## Instructions for the task
Restate word for word the line with "locate the man's forehead in the photo above" and the rest of the listing after it, ending at the final line, and include nothing else.
═════ Data supplied ═════
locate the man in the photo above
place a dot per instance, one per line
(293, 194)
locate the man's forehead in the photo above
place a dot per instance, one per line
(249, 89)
═════
## Solved exercise
locate the man's forehead in the photo above
place a dot per instance, one per line
(249, 89)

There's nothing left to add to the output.